= Data extracts =
● ● ● ● ●
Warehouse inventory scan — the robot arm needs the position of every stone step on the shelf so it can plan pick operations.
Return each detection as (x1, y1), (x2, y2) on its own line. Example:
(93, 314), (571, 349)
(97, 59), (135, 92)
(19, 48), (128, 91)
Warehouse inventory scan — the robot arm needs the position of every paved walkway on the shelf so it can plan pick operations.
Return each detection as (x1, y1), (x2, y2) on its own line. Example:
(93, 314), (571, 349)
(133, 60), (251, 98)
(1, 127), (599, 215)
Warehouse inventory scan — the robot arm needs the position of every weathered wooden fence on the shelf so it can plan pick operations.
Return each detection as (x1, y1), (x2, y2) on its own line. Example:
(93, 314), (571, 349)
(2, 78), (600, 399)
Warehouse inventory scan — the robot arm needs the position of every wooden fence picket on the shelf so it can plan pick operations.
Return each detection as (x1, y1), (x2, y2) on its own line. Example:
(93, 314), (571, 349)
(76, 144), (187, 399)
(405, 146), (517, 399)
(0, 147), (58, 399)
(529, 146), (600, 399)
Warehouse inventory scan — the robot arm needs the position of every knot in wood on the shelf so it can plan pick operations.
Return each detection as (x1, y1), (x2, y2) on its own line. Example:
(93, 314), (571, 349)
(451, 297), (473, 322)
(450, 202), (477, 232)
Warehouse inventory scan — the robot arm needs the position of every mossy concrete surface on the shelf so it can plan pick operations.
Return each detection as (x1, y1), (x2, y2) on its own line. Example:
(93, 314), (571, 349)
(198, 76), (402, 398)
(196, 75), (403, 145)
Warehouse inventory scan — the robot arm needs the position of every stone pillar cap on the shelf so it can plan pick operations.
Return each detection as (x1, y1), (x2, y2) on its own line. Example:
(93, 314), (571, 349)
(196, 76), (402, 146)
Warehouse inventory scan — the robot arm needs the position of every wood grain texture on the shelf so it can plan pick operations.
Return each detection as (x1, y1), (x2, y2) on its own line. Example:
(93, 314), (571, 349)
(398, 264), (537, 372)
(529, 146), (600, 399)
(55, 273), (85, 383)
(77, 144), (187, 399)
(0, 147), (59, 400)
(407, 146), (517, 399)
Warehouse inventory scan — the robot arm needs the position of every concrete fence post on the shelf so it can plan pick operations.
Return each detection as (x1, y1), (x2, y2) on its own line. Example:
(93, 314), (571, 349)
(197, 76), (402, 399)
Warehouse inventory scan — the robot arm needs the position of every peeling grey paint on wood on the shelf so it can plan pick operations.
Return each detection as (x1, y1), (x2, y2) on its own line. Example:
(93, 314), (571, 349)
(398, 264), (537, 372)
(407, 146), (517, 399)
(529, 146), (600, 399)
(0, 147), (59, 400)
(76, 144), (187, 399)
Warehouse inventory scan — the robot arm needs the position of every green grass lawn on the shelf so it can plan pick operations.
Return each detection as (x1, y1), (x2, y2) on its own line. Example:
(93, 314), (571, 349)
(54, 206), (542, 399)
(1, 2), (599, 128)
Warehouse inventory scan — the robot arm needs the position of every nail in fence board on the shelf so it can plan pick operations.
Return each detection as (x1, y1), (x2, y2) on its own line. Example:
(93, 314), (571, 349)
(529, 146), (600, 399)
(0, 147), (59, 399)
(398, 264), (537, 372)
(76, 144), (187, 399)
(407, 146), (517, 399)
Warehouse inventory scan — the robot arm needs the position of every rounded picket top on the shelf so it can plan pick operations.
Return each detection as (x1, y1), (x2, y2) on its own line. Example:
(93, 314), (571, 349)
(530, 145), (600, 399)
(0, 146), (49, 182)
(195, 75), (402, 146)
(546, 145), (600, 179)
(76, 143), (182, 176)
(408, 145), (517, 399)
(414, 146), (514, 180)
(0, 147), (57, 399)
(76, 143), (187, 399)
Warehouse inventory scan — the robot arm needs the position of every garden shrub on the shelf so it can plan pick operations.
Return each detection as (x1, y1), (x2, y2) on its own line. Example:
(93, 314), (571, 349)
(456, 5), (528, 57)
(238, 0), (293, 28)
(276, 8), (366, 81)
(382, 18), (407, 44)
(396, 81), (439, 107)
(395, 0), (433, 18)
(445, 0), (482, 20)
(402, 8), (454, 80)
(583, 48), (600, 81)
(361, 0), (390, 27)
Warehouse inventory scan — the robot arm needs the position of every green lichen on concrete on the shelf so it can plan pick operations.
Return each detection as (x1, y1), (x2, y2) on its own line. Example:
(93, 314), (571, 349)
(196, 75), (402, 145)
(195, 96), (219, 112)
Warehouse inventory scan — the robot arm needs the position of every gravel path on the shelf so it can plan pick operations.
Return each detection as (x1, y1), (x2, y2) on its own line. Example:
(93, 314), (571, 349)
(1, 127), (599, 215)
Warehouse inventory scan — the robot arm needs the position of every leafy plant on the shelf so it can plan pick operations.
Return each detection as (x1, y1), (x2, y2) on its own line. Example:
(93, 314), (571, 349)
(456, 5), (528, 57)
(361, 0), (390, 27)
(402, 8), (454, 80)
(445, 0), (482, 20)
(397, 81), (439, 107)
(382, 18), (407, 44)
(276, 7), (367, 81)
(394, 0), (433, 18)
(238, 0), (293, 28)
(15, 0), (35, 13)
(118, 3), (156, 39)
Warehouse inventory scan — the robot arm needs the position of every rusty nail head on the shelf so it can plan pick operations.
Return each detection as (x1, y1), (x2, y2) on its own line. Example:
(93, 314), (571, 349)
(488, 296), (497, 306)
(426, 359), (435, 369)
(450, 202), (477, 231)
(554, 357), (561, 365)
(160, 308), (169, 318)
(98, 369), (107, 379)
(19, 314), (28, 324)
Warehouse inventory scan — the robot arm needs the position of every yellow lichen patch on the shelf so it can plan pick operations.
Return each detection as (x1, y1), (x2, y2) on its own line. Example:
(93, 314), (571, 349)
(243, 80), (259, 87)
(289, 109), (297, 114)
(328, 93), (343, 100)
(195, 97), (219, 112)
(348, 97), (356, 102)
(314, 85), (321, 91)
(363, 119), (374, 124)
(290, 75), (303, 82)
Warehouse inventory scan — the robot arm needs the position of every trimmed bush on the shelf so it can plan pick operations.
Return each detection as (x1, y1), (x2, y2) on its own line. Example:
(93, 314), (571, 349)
● ● ● ● ●
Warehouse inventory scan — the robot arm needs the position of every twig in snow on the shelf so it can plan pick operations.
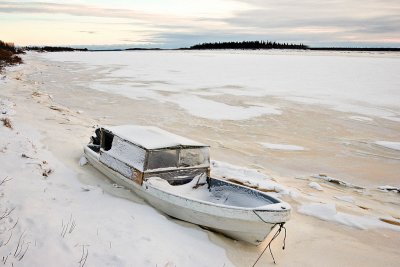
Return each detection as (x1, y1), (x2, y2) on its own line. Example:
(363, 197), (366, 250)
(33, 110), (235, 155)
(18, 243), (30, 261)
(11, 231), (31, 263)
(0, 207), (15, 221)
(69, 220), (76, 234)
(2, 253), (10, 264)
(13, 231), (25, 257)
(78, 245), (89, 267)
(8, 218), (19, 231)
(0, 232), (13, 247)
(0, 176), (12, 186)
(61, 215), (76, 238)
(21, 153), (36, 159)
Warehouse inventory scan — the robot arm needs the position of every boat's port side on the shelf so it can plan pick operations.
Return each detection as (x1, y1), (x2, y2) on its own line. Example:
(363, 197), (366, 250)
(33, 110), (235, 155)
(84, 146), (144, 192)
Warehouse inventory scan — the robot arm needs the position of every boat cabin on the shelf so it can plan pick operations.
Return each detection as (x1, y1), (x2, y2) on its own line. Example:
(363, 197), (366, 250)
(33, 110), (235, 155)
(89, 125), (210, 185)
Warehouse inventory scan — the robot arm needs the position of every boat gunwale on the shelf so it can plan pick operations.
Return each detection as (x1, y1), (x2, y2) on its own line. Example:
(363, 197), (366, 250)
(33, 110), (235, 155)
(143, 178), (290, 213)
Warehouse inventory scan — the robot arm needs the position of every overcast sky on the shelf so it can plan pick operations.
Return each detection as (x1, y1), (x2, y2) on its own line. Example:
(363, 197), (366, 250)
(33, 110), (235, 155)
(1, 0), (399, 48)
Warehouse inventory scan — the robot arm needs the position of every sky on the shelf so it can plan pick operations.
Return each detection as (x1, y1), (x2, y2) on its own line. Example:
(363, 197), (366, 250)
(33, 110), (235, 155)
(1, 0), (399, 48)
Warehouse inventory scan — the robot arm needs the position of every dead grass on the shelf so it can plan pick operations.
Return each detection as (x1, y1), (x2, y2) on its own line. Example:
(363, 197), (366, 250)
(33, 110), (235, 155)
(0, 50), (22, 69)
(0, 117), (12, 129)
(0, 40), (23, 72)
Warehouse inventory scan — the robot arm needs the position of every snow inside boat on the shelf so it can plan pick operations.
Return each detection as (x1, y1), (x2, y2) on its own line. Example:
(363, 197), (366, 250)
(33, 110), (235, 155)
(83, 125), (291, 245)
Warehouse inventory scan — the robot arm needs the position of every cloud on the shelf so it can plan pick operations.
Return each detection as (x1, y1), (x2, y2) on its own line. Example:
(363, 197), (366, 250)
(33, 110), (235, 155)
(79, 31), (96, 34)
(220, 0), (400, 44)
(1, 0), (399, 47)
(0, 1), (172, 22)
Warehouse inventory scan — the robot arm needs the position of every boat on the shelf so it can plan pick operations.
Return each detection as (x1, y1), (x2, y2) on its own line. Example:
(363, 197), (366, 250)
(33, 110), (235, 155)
● ● ● ● ●
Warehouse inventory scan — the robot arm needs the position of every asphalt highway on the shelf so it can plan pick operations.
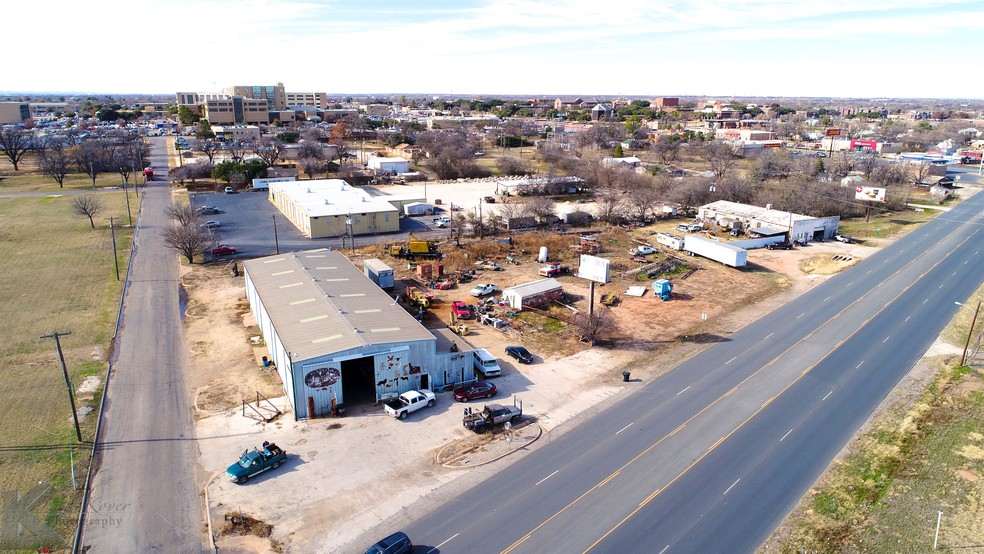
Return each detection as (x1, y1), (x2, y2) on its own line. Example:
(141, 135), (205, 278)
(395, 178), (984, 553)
● ● ● ● ●
= What the task requires =
Go through the data above and copy each line in which "lichen" appears.

= Answer space =
Warehouse inventory scan — the robot arm needs the position of every green lichen on concrete on the shelf so it can plan pick operations.
Warehouse inventory scan — the robot arm needs the position of every yellow lichen patch on the shelf so it can plan pick operations.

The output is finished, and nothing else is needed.